Region pointing data:
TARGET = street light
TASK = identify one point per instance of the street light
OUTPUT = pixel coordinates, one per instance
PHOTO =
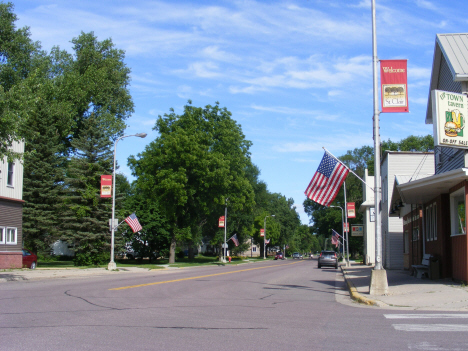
(112, 266)
(342, 228)
(264, 238)
(225, 230)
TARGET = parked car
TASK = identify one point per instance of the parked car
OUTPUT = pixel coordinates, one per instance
(29, 259)
(297, 255)
(279, 256)
(328, 258)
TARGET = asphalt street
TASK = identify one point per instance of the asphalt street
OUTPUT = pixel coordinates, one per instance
(273, 305)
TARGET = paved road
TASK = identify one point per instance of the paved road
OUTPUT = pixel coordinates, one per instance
(274, 305)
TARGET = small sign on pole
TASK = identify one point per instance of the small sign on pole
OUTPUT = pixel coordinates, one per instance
(351, 208)
(106, 186)
(357, 230)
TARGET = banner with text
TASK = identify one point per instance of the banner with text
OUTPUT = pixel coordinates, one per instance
(394, 85)
(106, 186)
(449, 111)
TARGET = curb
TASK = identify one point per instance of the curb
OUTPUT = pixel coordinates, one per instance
(354, 293)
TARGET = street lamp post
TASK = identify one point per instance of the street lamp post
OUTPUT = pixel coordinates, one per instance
(264, 238)
(112, 266)
(342, 228)
(225, 230)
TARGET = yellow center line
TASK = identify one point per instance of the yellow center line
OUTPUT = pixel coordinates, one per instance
(191, 278)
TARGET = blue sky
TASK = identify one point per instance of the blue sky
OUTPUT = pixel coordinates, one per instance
(297, 75)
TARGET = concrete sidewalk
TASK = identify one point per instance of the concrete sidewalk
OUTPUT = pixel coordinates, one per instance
(406, 291)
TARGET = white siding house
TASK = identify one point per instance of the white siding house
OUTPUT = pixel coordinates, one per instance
(11, 210)
(411, 164)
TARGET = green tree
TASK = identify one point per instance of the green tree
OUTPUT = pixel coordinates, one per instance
(85, 214)
(17, 56)
(196, 163)
(155, 235)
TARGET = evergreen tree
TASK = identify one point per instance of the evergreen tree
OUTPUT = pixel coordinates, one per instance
(85, 214)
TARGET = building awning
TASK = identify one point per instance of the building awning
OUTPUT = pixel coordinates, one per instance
(423, 190)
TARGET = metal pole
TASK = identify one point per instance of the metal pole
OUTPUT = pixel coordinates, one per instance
(112, 266)
(264, 237)
(225, 230)
(377, 185)
(347, 228)
(378, 282)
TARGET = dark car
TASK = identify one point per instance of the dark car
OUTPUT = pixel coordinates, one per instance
(328, 258)
(279, 256)
(297, 255)
(29, 259)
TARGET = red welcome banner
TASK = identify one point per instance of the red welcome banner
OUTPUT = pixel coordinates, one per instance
(351, 209)
(106, 186)
(394, 85)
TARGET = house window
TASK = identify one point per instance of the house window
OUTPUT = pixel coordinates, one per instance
(431, 222)
(428, 223)
(415, 234)
(10, 236)
(11, 167)
(406, 242)
(457, 212)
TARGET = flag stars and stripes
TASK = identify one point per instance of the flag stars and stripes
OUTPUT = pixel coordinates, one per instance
(327, 181)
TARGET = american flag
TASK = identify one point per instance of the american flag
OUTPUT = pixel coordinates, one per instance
(327, 181)
(335, 238)
(234, 238)
(132, 221)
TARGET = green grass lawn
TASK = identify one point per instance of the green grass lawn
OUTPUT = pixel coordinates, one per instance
(155, 264)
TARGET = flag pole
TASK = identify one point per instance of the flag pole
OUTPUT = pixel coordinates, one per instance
(347, 227)
(379, 282)
(349, 169)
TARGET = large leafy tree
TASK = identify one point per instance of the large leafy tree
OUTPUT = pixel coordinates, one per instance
(17, 55)
(85, 214)
(62, 94)
(193, 167)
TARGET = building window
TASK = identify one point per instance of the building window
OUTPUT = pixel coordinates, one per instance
(457, 212)
(406, 242)
(431, 222)
(10, 236)
(11, 167)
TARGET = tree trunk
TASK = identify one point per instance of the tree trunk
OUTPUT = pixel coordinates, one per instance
(191, 251)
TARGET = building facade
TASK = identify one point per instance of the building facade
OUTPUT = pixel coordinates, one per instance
(11, 211)
(435, 213)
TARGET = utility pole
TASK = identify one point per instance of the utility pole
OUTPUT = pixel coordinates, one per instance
(379, 282)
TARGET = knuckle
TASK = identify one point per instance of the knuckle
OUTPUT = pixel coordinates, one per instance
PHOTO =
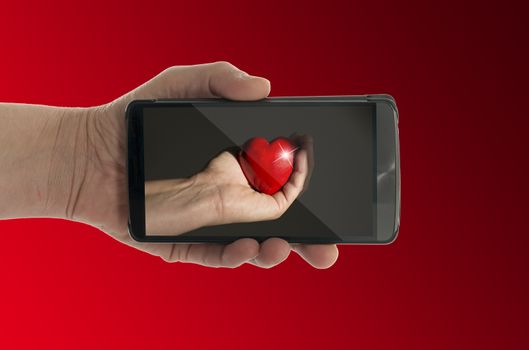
(223, 65)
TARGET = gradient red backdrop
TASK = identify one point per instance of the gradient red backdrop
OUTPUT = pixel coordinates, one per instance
(455, 278)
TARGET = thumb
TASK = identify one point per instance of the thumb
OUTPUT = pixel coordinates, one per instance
(218, 79)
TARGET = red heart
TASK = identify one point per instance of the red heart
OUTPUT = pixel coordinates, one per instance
(267, 166)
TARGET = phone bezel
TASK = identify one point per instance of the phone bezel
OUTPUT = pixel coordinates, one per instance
(387, 168)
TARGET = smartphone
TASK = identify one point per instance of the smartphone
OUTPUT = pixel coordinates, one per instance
(351, 190)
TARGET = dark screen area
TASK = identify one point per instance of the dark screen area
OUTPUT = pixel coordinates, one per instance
(339, 201)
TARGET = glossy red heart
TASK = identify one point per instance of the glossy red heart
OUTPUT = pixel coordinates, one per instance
(267, 166)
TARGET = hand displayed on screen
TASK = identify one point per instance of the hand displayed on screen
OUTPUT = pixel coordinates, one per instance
(221, 194)
(77, 158)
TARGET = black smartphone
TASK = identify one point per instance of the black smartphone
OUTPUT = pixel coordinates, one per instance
(351, 171)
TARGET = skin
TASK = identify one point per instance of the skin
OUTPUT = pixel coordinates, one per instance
(70, 163)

• _Task description_: Every entry must be written out exactly, with all pictures left out.

• _Your solution_:
TARGET = street light
TASK = identify one point per instance of the street light
OUTPUT = pixel coordinates, one per instance
PHOTO =
(112, 266)
(342, 228)
(264, 238)
(225, 230)
TARGET = parked car
TASK = identify one point per instance of the parked car
OUTPUT = pixel coordinates, one per instance
(29, 259)
(297, 255)
(279, 256)
(328, 258)
TARGET = asphalt street
TASK = identify one point per instance of the asphalt street
OUTPUT = pixel coordinates, one per instance
(273, 305)
TARGET = paved road
TASK = identify one point per instance of the paved road
OUTPUT = pixel coordinates, one per instance
(274, 305)
TARGET = small sign on pole
TASK = identify one point per instance of the small sign on pole
OUTPUT = pixel coordinates, one per instance
(351, 208)
(106, 186)
(357, 230)
TARGET = banner with text
TASK = identify one point per instance of the banner with text
OUTPUT = pixel coordinates, one per instance
(394, 85)
(106, 186)
(449, 111)
TARGET = curb
TASK = identify one point per instance of the curb
OUTPUT = pixel coordinates, one per instance
(354, 293)
TARGET = street lamp post
TASK = identify one point per instance of the street lamp post
OUTPUT = pixel coordinates, one per instance
(264, 238)
(112, 266)
(342, 228)
(225, 230)
TARGET = yellow center line
TASK = identify one point per instance of the yellow center line
OUTPUT = pixel coordinates, one per instance
(191, 278)
TARGET = blue sky
TASK = identify one point per instance of the blue sky
OUTPUT = pixel coordinates, one per instance
(297, 75)
TARGET = concrete sidewalk
TASK = identify one point per instance of the concrete sidewalk
OUTPUT = pixel coordinates, one per instance
(406, 291)
TARGET = white siding house
TASK = identify one point per instance of the white siding house
OUTPUT = pixel coordinates, one per instance
(11, 210)
(411, 164)
TARGET = green tree
TASK = identify one point per instance of the green tree
OUTPUT = pixel coordinates, one per instance
(85, 214)
(17, 56)
(196, 163)
(155, 235)
TARGET = evergreen tree
TASK = identify one point per instance of the evergreen tree
OUTPUT = pixel coordinates, one per instance
(85, 214)
TARGET = building awning
TASK = identify one point per instance of the building awning
OUTPUT = pixel coordinates, one per instance
(423, 190)
TARGET = metal pole
TASK = identify one point per instance of the metal pole
OUTPUT = pixel coordinates, one per instance
(112, 266)
(264, 237)
(225, 230)
(377, 185)
(347, 228)
(378, 282)
TARGET = dark car
TASK = identify one point per instance of the dark car
OUTPUT = pixel coordinates, one per instance
(328, 258)
(279, 256)
(297, 255)
(29, 259)
TARGET = red welcome banner
TASK = identify one point per instance of the red welcome banner
OUTPUT = pixel coordinates, one per instance
(351, 209)
(106, 186)
(394, 85)
TARGET = house window
TASK = identify one point per instance of the house window
OUTPUT = pixel coordinates, one per instance
(431, 222)
(428, 223)
(415, 234)
(10, 236)
(11, 167)
(406, 242)
(457, 212)
TARGET = flag stars and stripes
TASK = identify one point per instance of the flag stars and stripes
OUTPUT = pixel coordinates, one per instance
(327, 181)
TARGET = american flag
TASK = identify one point per instance of the american flag
OUTPUT = pixel coordinates, one per instance
(327, 181)
(335, 238)
(234, 238)
(132, 221)
TARGET = green grass lawn
TASK = identify one point per instance of the green grass lawn
OUTPUT = pixel coordinates, one per instance
(155, 264)
TARGET = flag pole
TASK = identify one point per instance of the flag pole
OUTPUT = pixel coordinates, one per instance
(347, 227)
(379, 282)
(349, 169)
TARGET = large leafy tree
TASK = identify one point per instance of the large leafy tree
OUTPUT = pixel coordinates, one per instance
(17, 55)
(85, 214)
(62, 94)
(193, 167)
TARGET = building window
TASK = identify one point per instance of the building window
OUTPUT = pixel coordinates, one per instance
(457, 212)
(406, 242)
(431, 222)
(10, 236)
(11, 167)
TARGET = tree trunk
TASK = identify one point per instance of the tree trunk
OUTPUT = pixel coordinates, one per instance
(191, 251)
TARGET = building facade
TASK = identify one point per instance of the building facade
OUTPUT = pixel coordinates, one per instance
(11, 211)
(435, 213)
TARGET = utility pole
TASK = identify one point per instance of the utility pole
OUTPUT = pixel coordinates, one per instance
(379, 282)
TARGET = knuckle
TASK = identify one point per instance of the knuckle
OUTPUT = pixel coordinates, one per instance
PHOTO =
(223, 65)
TARGET = gradient red backdrop
TASK = identify one point per instance of the gradient red backdrop
OUTPUT = pixel coordinates, one per instance
(455, 278)
TARGET = thumb
TASK = identify one point per instance of the thumb
OUTPUT = pixel coordinates, one per instance
(218, 79)
TARGET = red heart
TASK = identify one point per instance of the red heart
OUTPUT = pixel coordinates, one per instance
(267, 166)
TARGET = phone bezel
TASK = identify one point per instance of the phone bezel
OUTPUT = pixel coordinates, one per instance
(387, 168)
TARGET = smartphone
TASK = identify one point per instance of the smartphone
OUTPUT = pixel coordinates, one per instance
(351, 190)
TARGET = dark screen area
TASK = identify one point per instance of the dark screen area
OUTPUT = pixel coordinates, one per instance
(339, 201)
TARGET = glossy red heart
TASK = identify one point per instance of the glossy red heart
OUTPUT = pixel coordinates, one per instance
(267, 166)
TARGET = hand displayed on screen
TASK = identify one point per instance of the hand displayed on screen
OUTPUT = pixel coordinates, one per instance
(221, 194)
(77, 158)
TARGET = black smartphone
TASK = identify one point per instance of the black smartphone
OUTPUT = pixel coordinates, one per instance
(351, 171)
TARGET = skin
TASK = identify one point per instance of the skin
OUTPUT = pixel coordinates, one per instance
(70, 163)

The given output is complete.